[START Material for this exercise]
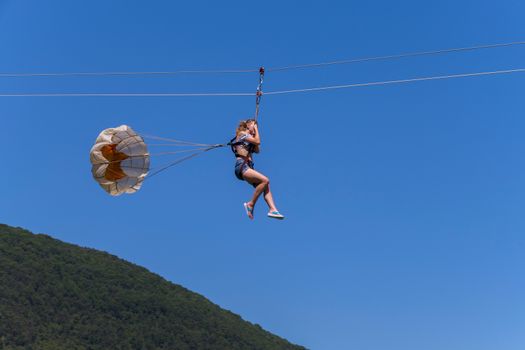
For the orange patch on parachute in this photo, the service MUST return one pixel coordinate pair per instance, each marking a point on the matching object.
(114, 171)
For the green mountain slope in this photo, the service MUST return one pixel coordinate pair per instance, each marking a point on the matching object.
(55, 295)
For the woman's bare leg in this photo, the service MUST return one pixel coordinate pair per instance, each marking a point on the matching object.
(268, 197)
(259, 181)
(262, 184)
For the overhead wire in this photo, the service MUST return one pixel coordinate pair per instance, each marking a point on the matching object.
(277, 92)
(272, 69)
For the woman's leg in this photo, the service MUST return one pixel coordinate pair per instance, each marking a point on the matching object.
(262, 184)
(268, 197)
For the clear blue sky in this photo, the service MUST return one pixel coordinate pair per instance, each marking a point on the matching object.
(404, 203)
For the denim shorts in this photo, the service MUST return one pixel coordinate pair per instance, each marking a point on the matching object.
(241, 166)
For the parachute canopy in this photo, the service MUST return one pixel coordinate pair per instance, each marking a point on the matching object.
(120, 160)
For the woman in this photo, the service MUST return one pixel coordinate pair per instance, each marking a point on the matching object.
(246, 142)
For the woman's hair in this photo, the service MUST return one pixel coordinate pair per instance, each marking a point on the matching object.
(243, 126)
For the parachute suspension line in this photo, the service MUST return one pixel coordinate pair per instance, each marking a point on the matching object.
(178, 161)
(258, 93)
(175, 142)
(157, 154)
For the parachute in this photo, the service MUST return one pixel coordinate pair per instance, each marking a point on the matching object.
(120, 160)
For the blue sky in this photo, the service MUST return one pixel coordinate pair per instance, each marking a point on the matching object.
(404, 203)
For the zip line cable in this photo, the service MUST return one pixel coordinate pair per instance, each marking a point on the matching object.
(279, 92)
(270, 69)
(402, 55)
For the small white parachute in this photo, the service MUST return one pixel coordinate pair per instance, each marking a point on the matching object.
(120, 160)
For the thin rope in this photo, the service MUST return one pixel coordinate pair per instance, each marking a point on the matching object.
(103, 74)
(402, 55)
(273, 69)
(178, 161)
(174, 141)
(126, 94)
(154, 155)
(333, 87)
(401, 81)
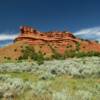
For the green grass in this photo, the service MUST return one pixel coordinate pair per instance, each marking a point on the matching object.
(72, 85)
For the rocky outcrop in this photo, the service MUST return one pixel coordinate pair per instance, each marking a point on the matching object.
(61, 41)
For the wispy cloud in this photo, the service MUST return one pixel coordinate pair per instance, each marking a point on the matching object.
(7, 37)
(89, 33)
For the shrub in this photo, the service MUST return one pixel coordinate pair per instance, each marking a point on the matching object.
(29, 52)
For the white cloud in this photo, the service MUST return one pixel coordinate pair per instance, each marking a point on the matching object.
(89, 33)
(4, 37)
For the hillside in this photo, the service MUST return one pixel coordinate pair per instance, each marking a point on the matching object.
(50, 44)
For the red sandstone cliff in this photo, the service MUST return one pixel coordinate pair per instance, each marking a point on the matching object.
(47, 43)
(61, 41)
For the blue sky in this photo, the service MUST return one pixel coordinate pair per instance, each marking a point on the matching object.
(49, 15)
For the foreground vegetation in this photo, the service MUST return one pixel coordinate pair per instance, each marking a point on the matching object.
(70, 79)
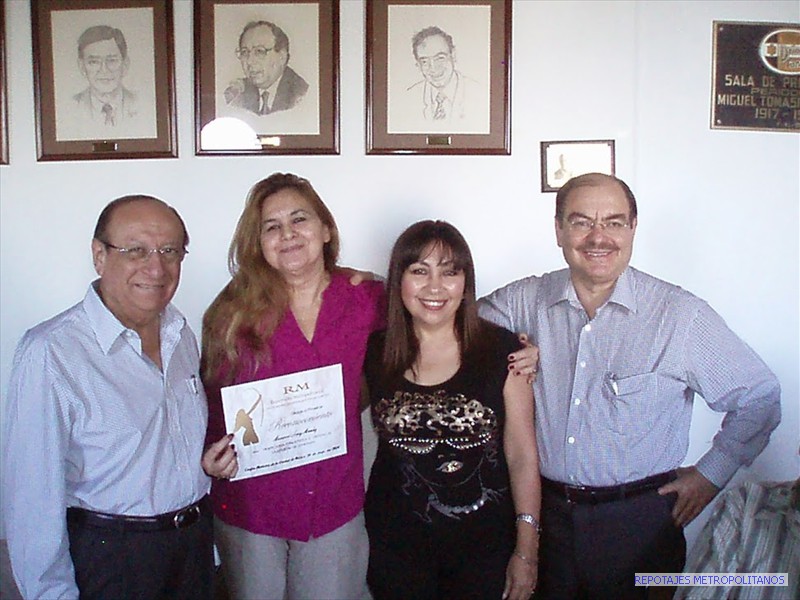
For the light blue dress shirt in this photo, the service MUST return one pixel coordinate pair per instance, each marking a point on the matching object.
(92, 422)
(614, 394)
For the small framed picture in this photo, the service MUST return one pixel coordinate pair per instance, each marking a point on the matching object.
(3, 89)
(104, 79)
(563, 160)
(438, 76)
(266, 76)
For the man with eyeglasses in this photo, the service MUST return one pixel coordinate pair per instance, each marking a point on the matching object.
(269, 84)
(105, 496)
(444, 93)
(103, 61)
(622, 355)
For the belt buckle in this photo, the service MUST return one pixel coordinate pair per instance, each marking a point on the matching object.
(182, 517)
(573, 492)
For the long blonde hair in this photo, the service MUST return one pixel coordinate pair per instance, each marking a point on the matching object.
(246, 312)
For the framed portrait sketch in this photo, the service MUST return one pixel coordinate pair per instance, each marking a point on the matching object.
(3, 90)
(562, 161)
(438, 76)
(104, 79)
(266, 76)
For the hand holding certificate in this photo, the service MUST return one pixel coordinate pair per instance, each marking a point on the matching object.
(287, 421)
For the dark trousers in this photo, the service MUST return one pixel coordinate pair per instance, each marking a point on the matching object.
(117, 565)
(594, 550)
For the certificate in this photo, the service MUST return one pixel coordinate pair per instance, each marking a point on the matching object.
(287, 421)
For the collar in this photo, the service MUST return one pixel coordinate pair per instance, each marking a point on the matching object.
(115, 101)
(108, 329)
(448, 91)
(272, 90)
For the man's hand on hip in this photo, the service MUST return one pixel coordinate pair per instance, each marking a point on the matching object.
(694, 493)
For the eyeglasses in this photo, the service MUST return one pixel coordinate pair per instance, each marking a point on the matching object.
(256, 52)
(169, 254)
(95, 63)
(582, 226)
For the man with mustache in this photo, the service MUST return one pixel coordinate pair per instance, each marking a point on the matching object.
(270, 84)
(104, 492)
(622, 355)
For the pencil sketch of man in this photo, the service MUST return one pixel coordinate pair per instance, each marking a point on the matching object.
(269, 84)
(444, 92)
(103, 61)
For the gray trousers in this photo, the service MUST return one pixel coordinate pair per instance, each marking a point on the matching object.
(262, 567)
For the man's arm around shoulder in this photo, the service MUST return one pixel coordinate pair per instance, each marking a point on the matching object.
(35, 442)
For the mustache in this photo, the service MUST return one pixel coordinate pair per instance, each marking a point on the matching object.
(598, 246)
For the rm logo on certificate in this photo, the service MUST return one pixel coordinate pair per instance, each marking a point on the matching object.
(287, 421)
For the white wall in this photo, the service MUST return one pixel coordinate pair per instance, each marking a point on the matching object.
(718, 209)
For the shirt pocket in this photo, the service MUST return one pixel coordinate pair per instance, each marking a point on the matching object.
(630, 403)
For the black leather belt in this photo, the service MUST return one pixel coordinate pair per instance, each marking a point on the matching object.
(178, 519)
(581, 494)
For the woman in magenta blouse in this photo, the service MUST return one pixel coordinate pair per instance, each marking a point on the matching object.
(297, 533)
[END Material for this exercise]
Replicate the material above verbatim; images stay out of the copy.

Result.
For the orange patch on parachute in this photo, the service MUST return one pixel coordinate pair per instance, each marking a point on the matching object.
(114, 171)
For the green mountain slope in this photo, the service MUST return one pixel coordinate pair per instance, each marking a point on the matching object.
(55, 295)
For the woman's bare leg in this photo, the service MUST return one pixel coordinate pair per instance, each marking a point on the matching object.
(268, 197)
(259, 181)
(262, 184)
For the overhead wire in this photo, the service MUST return one pixel coordinate pair per instance, each marking a point on the matching object.
(277, 92)
(272, 69)
For the woman's leg in this photo, the service MUST return one pixel coordinate pair per instance, each marking a point on the matching object.
(262, 184)
(268, 197)
For the clear blue sky in this photo, the service MUST return one pixel coordinate pair per instance, each marking a point on the matching object.
(404, 203)
For the denim shorts in this photo, the service MUST return one pixel coordinate pair per instance, each marking a point on the matching object.
(241, 166)
For the parachute canopy in this photo, the service MUST return one pixel coordinate pair per instance, each marking a point on the matching object.
(120, 160)
For the woman in this photo, the service MUST return one pixel coordinate pair per instance, each marking a point on the matching object.
(246, 142)
For the woman's hair in this photo, the service MUST return one pixel coordinate pair per instance, each marking a point on the matching object.
(243, 126)
For the parachute suspension line in this photo, the service MUST return one pixel coordinate pair per instance, each marking a point on the matching object.
(178, 161)
(258, 93)
(175, 142)
(157, 154)
For the parachute in this photo, the service MUST return one pixel coordinate pair per instance, each marking a point on the matching object.
(120, 160)
For the blue sky in this photo, the service MUST return one pixel coordinate pair per instance, each marking a point on the matching object.
(404, 203)
For the zip line cable in this photo, the service MUST return one pixel coordinate pair per instance, each marking a point on the matching object.
(279, 92)
(270, 69)
(402, 55)
For the small white parachute in this photo, the service MUST return one pixel coordinate pair per instance, each marking a point on the matching object.
(120, 160)
For the thin rope in this photo, the service MUST return one pixel coordinate pair per instance, each marking a point on the matching object.
(103, 74)
(402, 55)
(273, 69)
(178, 161)
(174, 141)
(126, 94)
(154, 155)
(333, 87)
(401, 81)
For the green grass in this photo, the service MUST return one pixel coordinate pair per instance, each marking a point on the matching object.
(72, 85)
For the rocky outcrop in this photo, the service MUST return one pixel coordinate pair per instance, each marking a point on the matching object.
(61, 41)
For the wispy cloud in this photo, the service MUST return one pixel coordinate pair per instance, each marking a point on the matching object.
(7, 37)
(89, 33)
For the shrub in this photo, the service MUST return one pixel coordinate pair per instance, each marking a point on the matching object.
(29, 52)
For the white cloud in this photo, the service MUST return one pixel coordinate pair per instance, each marking a point on the matching object.
(89, 33)
(4, 37)
For the hillside in this photo, the service MUST return one pixel coordinate pair per instance, each marking a point on the matching object.
(50, 44)
For the red sandstone cliff in this photo, the service MUST return one pixel coordinate pair per instance, each marking a point on the matching object.
(47, 43)
(61, 41)
For the blue sky in this photo, the service MUST return one pixel coordinate pair per instance, each marking a point on the matching object.
(49, 15)
For the foreground vegetation in this photo, the service MUST return one pixel coordinate pair per instance, each marking a point on the matching object.
(70, 79)
For the light blue dress shirt in this photo, the service MUST return one pixel coordinate pair per instance, each marking a point on the matching object.
(92, 422)
(614, 394)
For the small framed picture in this photo, the service MUST return one pixel coordinate pair per instance, each marking a point on the matching object.
(3, 89)
(104, 79)
(563, 160)
(438, 76)
(266, 76)
For the man with eyeglasses in this photo, the service MUST return one pixel coordinate pair per instance, each marking a point on the matching object.
(269, 84)
(105, 496)
(444, 93)
(103, 61)
(622, 355)
For the belt buckle in this photo, the service MUST return one pixel coordinate pair per instance, each marking a point on the matching object.
(182, 517)
(573, 492)
For the long blonde hair in this photo, the service MUST return one pixel coordinate pair per instance, each marking a point on the matching object.
(246, 312)
For the framed portrait sketch in this photo, the service MUST return one pixel coordinate pair per instance, each marking a point on the matching object.
(3, 90)
(562, 161)
(438, 76)
(104, 79)
(266, 76)
For the hand holding certificate in this photo, the service MUST return one pixel coordinate pair per instance, each marking a point on the matching object.
(287, 421)
For the dark trousers in this photo, the service MUST return one pixel coordinate pair per instance, each marking a point on the matching object.
(117, 565)
(594, 550)
For the certificate in this photo, the service MUST return one pixel coordinate pair per instance, each marking a point on the matching object.
(287, 421)
For the collar in this photo, the service MUST return one pixel coordinate pair per instance, each marking a point on the matching object.
(115, 101)
(108, 329)
(448, 91)
(272, 90)
For the man's hand on hip in this photo, the service MUST return one pixel coordinate pair per instance, each marking a point on the matching object.
(694, 493)
For the eyeglasses in this photo, the service MUST return one pixel coordinate pair per instance, each marking a point on the matching object.
(256, 52)
(169, 254)
(95, 63)
(582, 226)
For the man with mustache in this photo, the service MUST return one pixel coordinate pair per instance, each marking a point on the matching object.
(270, 84)
(104, 492)
(622, 355)
For the pencil sketch of man in this photo, the service MUST return one pixel coordinate pair per instance, each marking a point on the matching object.
(269, 84)
(444, 92)
(103, 61)
For the gray trousers in this photo, the service MUST return one pixel coordinate pair per instance, each marking a point on the matching object.
(262, 567)
For the man's arm around shoulder in this photo, the service MUST return one pixel coordinate pair per instance, each marking a point on the matching object.
(35, 442)
For the mustache in this photo, the service MUST return one pixel coordinate pair per instance, each marking a point on the matching object.
(598, 246)
For the rm logo on certificate in this photo, the service MUST return one pixel coordinate pair per instance, each marking a point on the matching object.
(287, 421)
For the white wall in this photo, the service MUST return one pixel coordinate pair per instance, each marking a point on the matching object.
(718, 209)
For the shirt pocket in this photo, the service MUST return one pixel coordinate pair per instance, each marking a point on the matching object.
(630, 403)
For the black leather belt in this photo, the service MUST return one pixel coordinate pair per instance, each marking a point on the matching object.
(178, 519)
(581, 494)
For the woman in magenta blouse in this photo, the service MUST return one pixel coordinate pair per instance, each marking a point on the matching object.
(297, 533)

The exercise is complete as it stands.